** start Records for processing **
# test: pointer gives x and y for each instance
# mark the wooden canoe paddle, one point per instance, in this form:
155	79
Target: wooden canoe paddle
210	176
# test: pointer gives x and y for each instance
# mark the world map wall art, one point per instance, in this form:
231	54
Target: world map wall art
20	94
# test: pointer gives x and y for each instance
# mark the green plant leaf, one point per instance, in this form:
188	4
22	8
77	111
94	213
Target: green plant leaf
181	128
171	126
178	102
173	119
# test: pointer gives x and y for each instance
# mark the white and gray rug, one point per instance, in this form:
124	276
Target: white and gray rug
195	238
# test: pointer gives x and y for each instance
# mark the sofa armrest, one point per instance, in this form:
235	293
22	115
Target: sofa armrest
** end Records for processing **
Exercise task.
Extract the complete set of records unchanged.

Finished answer.
# test: pointer gives x and y for each instance
# mark the wooden canoe paddle, one point per instance, in this form:
155	79
Target: wooden canoe paddle
210	176
# test: pointer gives x and y for each instance
# mark the world map wall art, one point per instance, in this form:
231	54
Target: world map wall art
20	94
# test: pointer gives x and y for each instance
# mark the green plant leaf, one point per instance, in this form:
188	4
22	8
77	111
94	213
Target: green plant leaf
181	128
171	126
178	102
173	119
# test: pointer gives x and y for each instance
# mark the white and gray rug, one point per instance, in this form:
124	276
Target: white and gray rug
195	238
# test: pointer gives x and y for each instance
# mark the sofa armrest, one point per instance, in this form:
235	293
22	115
Target: sofa armrest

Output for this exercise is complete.